> [QUOTED TEXT]:
>> Begin

The Washington Times Has History of Hyped Stories, Shoddy Reporting and Failing to Correct Errors
The Washington Times has a long record of hyped stories, shoddy reporting and failure to correct errors
In the summer of 1999, The Washington Times ignited a scandal that embarrassed Al Gore's fledgling presidential campaign — and became a famous example of the paper's talent for floating sensational stories into the mainstream media, even when those stories turn out to be riddled with factual errors and laced with baldly deceptive rhetoric.
A month after announcing his bid for the White House, Gore had tried to highlight his environmental message by paddling down the Connecticut River with a canoe full of reporters and local politicians. At the end of the ride, he stopped for a press conference where he announced some big grants designed to protect rivers. So far, so good.
But Gore's outing backfired the next morning, when the Times' front page reported that local authorities had blown $7 million to keep Gore's canoe from running aground on the drought-stricken river, raising the water level by releasing nearly 4 billion gallons from a nearby dam.
"New Hampshire opts to float Gore's boat," read the chiding headline. A scandal that would soon grow to such proportions that it had a name — "Floodgate" — was born.
"The implication was clear," Eric Boehlert later wrote in Rolling Stone magazine. "In a clumsy abuse of power, Al Gore, a supposed friend of the environment, gladly wasted precious natural resources to stage a political event."

>> End

> [AIM OF THE EXERCISE]: Reproduce the passage of the article on The Washington Times starting with "The Washington Times Has History" and going on through "baldly deceptive rhetoric.".

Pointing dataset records
>> Begin

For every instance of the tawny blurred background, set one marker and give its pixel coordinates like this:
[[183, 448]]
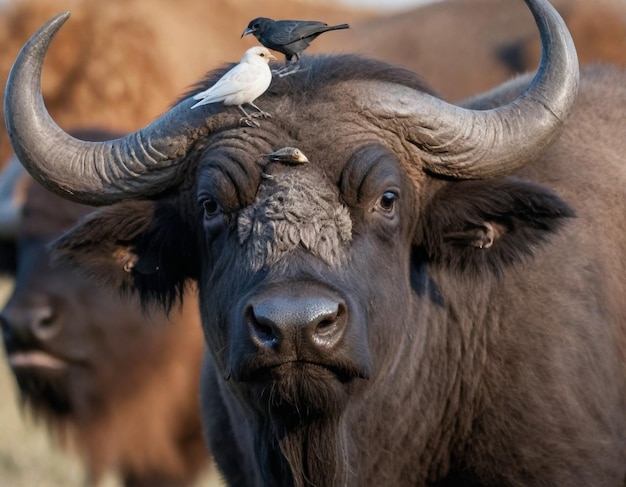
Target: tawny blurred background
[[117, 64]]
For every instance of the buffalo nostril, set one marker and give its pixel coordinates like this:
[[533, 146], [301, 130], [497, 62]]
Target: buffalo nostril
[[264, 331], [318, 320], [44, 322], [38, 321]]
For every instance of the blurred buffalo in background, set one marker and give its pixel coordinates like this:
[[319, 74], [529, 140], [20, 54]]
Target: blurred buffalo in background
[[117, 384], [467, 46]]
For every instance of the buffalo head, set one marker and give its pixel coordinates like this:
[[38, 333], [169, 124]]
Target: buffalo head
[[362, 310]]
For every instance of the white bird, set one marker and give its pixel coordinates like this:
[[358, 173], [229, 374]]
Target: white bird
[[242, 84]]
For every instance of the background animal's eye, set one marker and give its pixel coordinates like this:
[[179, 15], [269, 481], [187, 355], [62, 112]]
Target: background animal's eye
[[387, 201], [211, 208]]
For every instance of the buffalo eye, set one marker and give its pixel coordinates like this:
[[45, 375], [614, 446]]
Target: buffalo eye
[[211, 208], [387, 201]]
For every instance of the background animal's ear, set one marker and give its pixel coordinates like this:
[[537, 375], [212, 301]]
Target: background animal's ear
[[477, 226], [138, 246]]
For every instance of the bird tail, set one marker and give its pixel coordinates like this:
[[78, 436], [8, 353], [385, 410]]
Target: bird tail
[[337, 27]]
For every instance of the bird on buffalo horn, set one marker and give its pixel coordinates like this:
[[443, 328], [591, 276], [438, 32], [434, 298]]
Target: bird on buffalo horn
[[291, 37], [242, 84]]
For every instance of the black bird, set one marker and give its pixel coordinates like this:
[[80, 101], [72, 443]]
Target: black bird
[[290, 37]]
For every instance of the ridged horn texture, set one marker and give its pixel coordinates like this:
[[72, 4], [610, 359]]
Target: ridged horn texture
[[454, 142], [98, 173], [474, 144]]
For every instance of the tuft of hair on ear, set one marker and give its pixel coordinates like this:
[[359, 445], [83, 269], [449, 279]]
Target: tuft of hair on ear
[[473, 227], [141, 247]]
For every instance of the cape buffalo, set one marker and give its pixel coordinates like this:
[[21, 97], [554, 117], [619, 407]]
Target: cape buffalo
[[117, 385], [435, 298]]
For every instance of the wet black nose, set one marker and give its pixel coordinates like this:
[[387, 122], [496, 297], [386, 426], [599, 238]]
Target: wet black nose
[[23, 325], [300, 322]]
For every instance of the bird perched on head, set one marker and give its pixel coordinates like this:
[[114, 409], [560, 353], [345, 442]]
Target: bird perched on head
[[242, 84], [290, 37], [289, 155]]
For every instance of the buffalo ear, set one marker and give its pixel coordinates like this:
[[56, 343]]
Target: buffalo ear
[[135, 246], [487, 225]]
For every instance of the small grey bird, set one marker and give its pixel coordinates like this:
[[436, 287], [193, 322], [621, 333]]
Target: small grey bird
[[289, 155], [242, 84], [291, 37]]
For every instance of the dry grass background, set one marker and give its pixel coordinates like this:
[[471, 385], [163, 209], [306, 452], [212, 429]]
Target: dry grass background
[[27, 456]]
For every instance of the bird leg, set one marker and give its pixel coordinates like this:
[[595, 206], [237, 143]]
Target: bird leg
[[289, 69], [248, 119]]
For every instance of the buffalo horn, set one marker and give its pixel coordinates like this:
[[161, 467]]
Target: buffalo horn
[[98, 173], [475, 144]]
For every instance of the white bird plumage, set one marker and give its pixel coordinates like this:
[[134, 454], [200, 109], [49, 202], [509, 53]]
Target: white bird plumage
[[242, 84]]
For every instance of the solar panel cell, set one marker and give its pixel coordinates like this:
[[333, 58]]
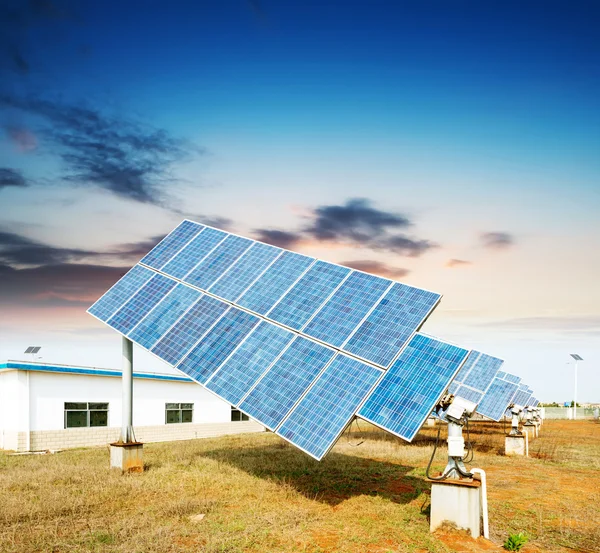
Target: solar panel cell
[[160, 319], [308, 294], [391, 324], [252, 358], [178, 341], [182, 263], [274, 282], [284, 383], [324, 412], [347, 308], [218, 261], [210, 352], [141, 303], [245, 271], [171, 244], [412, 386], [120, 293]]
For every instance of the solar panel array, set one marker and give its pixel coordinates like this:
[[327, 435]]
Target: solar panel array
[[476, 376], [499, 396], [296, 343]]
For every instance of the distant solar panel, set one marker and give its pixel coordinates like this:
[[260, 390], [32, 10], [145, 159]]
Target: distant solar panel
[[329, 406], [412, 386], [284, 383], [171, 244], [169, 305], [497, 398]]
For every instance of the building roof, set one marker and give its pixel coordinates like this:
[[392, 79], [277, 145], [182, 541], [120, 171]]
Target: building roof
[[90, 371]]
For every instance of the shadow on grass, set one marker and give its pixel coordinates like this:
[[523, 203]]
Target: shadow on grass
[[335, 479]]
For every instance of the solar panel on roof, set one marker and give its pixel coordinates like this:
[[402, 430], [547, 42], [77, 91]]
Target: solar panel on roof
[[308, 294], [325, 411], [141, 303], [284, 383], [253, 357], [391, 323], [171, 244], [412, 386], [210, 352], [150, 329], [192, 326]]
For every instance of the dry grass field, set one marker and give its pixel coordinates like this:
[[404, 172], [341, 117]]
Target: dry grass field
[[258, 494]]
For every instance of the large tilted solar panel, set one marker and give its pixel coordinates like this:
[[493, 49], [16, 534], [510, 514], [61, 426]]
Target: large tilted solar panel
[[305, 390], [498, 396], [412, 386], [367, 316]]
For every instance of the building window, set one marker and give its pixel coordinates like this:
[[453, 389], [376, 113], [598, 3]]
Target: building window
[[237, 415], [179, 412], [81, 415]]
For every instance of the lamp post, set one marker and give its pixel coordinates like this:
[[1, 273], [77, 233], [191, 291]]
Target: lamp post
[[577, 358]]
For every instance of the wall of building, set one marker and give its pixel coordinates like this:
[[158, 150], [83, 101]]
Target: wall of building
[[32, 410]]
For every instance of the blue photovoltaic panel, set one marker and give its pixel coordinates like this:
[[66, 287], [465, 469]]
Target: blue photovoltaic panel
[[346, 308], [274, 282], [483, 372], [469, 394], [141, 303], [189, 329], [390, 325], [121, 292], [160, 319], [285, 382], [194, 252], [256, 354], [324, 412], [171, 244], [512, 378], [412, 386], [466, 368], [308, 294], [496, 399], [245, 271], [218, 261], [208, 354]]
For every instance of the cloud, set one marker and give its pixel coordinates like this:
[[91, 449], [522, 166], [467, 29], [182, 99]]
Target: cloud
[[376, 268], [356, 220], [11, 177], [356, 223], [60, 285], [22, 138], [497, 240], [452, 263], [120, 155], [280, 238]]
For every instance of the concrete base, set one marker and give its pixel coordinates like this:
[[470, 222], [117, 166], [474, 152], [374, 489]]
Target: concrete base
[[514, 445], [127, 457], [457, 502]]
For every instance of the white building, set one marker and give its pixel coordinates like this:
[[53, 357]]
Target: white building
[[46, 406]]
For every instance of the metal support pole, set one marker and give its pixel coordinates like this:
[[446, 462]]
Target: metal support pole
[[127, 380], [575, 394]]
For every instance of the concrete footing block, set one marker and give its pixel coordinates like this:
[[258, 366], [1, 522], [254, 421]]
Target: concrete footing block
[[127, 457], [514, 445], [457, 502]]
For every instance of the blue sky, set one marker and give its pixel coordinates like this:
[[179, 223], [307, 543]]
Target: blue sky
[[477, 122]]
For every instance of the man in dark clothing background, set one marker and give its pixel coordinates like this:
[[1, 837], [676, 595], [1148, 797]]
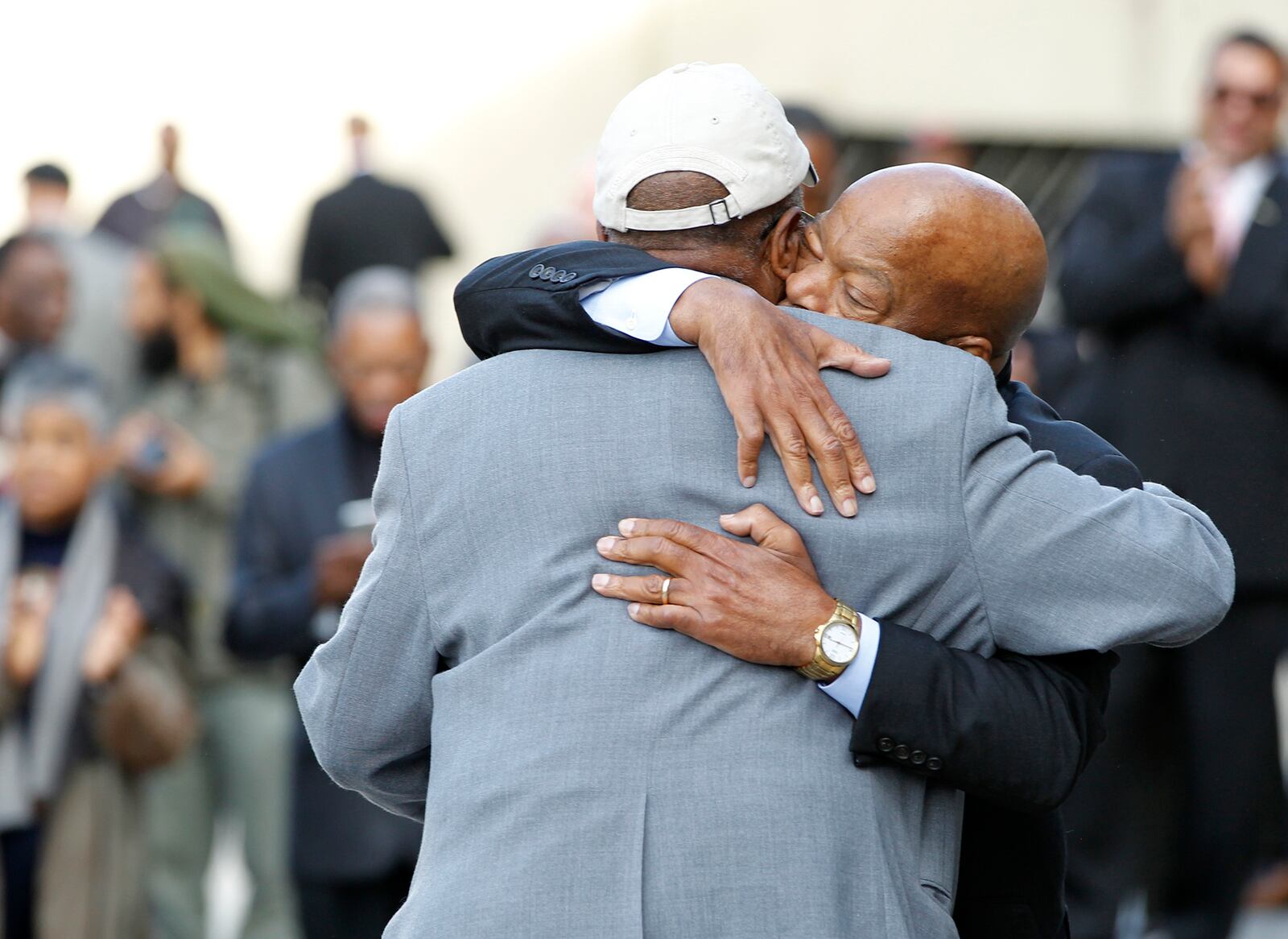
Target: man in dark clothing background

>> End

> [SOLUTION TO THIS PROBLEM]:
The Washington Times Has History of Hyped Stories, Shoddy Reporting and Failing to Correct Errors
The Washington Times has a long record of hyped stories, shoddy reporting and failure to correct errors
In the summer of 1999, The Washington Times ignited a scandal that embarrassed Al Gore's fledgling presidential campaign — and became a famous example of the paper's talent for floating sensational stories into the mainstream media, even when those stories turn out to be riddled with factual errors and laced with baldly deceptive rhetoric.